→ **Objective**
Copy the rows below word for word, leaving out the pictures.

→ **Some rows**
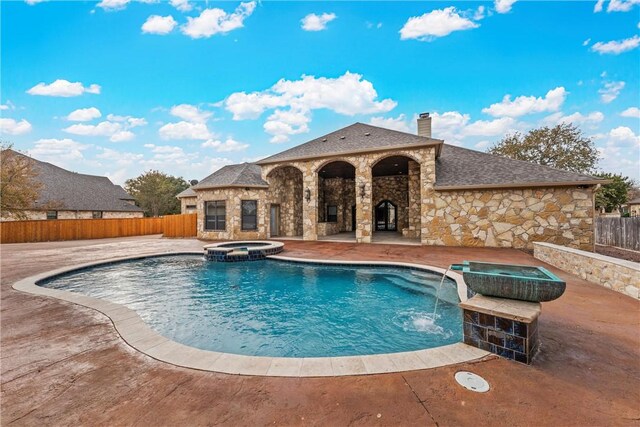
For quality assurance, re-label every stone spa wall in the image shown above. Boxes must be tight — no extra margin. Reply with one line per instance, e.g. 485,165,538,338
197,188,269,240
533,242,640,299
422,187,594,251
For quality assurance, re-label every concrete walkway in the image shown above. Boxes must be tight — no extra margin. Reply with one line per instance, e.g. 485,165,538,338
0,237,640,426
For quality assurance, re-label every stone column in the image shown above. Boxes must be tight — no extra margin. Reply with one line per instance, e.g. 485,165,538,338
420,148,437,245
356,165,373,243
302,166,318,240
405,160,421,239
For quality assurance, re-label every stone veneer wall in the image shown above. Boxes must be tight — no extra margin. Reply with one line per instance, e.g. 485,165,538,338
373,176,409,232
1,209,144,221
265,167,304,237
533,242,640,299
318,178,356,231
262,147,436,243
197,188,269,240
180,197,198,214
422,187,594,250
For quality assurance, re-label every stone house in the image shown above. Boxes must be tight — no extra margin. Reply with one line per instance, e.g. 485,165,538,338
0,152,144,221
181,113,603,250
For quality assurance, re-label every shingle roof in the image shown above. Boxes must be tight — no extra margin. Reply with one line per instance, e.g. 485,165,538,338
191,163,269,190
176,187,196,199
11,152,142,212
257,123,442,165
435,144,606,189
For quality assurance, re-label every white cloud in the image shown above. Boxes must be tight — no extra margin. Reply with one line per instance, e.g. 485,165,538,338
169,0,193,12
170,104,213,123
593,126,640,180
494,0,517,13
62,121,135,142
369,114,416,133
591,35,640,55
27,79,100,98
225,71,397,142
28,138,89,166
482,87,567,117
107,114,147,129
598,81,625,104
201,138,249,153
400,6,480,41
182,1,256,39
0,117,31,135
98,0,131,11
543,111,604,125
263,109,311,144
620,107,640,119
158,121,213,139
142,15,178,35
300,13,336,31
67,107,102,122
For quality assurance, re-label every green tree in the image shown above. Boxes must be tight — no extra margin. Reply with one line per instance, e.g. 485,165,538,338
0,143,42,219
124,170,189,216
489,123,598,173
595,173,634,212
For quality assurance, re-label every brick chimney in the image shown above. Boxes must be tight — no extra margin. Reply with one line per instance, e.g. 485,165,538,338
418,113,431,138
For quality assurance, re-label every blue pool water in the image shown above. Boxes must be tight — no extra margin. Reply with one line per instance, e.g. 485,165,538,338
40,255,462,357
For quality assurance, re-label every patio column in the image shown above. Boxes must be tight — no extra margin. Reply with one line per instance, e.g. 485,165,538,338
356,162,373,243
302,166,318,240
420,148,437,245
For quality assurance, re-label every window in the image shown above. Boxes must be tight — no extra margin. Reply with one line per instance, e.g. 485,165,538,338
327,206,338,222
204,200,227,231
242,200,258,231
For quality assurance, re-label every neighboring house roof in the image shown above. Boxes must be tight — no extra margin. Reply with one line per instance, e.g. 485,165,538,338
176,187,196,199
435,144,607,190
10,152,142,212
257,123,443,165
191,163,269,190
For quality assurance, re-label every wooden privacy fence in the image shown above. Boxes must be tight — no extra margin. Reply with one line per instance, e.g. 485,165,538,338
0,214,197,243
596,217,640,251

→ **Task response**
For quality assurance, re-label every stone spa wall in the image shown above. Boxes must be tight — no extra margin. Reply with one line per instance, e.g. 485,165,538,338
197,188,269,240
533,242,640,299
422,187,594,251
For quality assurance, re-label every concrete walkway in the image shown above. Boxes must be tight — no extra margin. Reply with one line per instance, e.g. 485,165,538,338
0,237,640,426
For quality assurance, re-label every stone column in the image shown above. Boxes must be tight — no extra margin. Reply with one line per instance, e.g. 485,165,538,338
420,148,437,245
356,165,373,243
302,166,318,240
405,160,421,239
For quality assurance, re-label every stone veneer wall in the image shown above. Boxes must be tight — no extra margin. Reply with one line per instance, e.g. 485,165,538,338
373,176,409,232
1,209,144,221
265,167,304,237
533,242,640,299
318,178,356,231
262,147,436,243
197,188,269,240
180,197,198,214
422,187,594,250
For quality assurance, re-label every stone house in the image shown above. Boxes must be tight — no extra margin. Reply with one line per instance, e.g. 485,165,538,338
0,152,144,221
181,113,603,250
For quality assurance, re-label every shingle roof in the image shown above. Boxes must be tight — no extra margin. Reply with one line per instance, e.g. 485,165,538,338
191,163,269,190
176,187,196,199
11,152,142,212
257,123,442,165
435,144,606,189
For quality assurance, re-label every white cloud in the image shown above. Boxes must be tight — no extra margin. Reply with one line per instance, e.g. 485,165,538,338
169,0,193,12
170,104,213,123
593,126,640,180
494,0,517,13
62,121,135,142
369,114,416,133
591,35,640,55
27,79,100,98
225,71,397,142
28,138,89,166
482,87,567,117
107,114,147,129
598,81,625,104
201,138,249,153
400,6,480,41
182,1,256,39
0,117,31,135
98,0,131,11
543,111,604,125
263,109,311,144
620,107,640,119
158,121,213,139
142,15,178,35
300,13,336,31
67,107,102,122
For quality assurance, re-label every green tree in the image shown above. Boxes must be tight — no extra margin. Reply with one line per instance, e.g. 485,165,538,338
0,143,42,219
124,170,189,216
489,123,598,173
595,173,634,212
For quality assurance, re-label every brick chimney in the image shown above. Boxes must be tight — no extra margin. Reply with one line per instance, e.g. 485,165,538,338
418,113,431,138
For quality assurance, re-label every blue pool water in the image shown above. Boxes must be tight — no extra margin. Reply with one line per instance, e.g. 485,165,538,338
40,255,462,357
For quality assurance, re-label every patio column in the image shown above. Boxes must be tight — no extra margin. Reply with one line per instance, e.g. 485,165,538,338
356,162,373,243
302,166,318,240
420,148,437,245
For quality assurance, re-label every window in the image shown above. Boxes must be tight — no extra margin. Reply with one line per instance, e.g. 485,165,538,338
327,206,338,222
204,200,227,231
242,200,258,231
For quality assurance, re-label every neighboring house roof in the image shown above. Boxes must be tight — no extra margin. Reply with one line per instance, e.g. 485,165,538,338
176,187,196,199
435,144,607,190
10,152,142,212
257,123,443,165
191,163,269,190
For quality assurance, re-label every wooden privacy fence in the image shown above. Boxes must be tight — no extra margin. Reply with one line per instance, e.g. 485,165,538,338
0,214,197,243
596,217,640,251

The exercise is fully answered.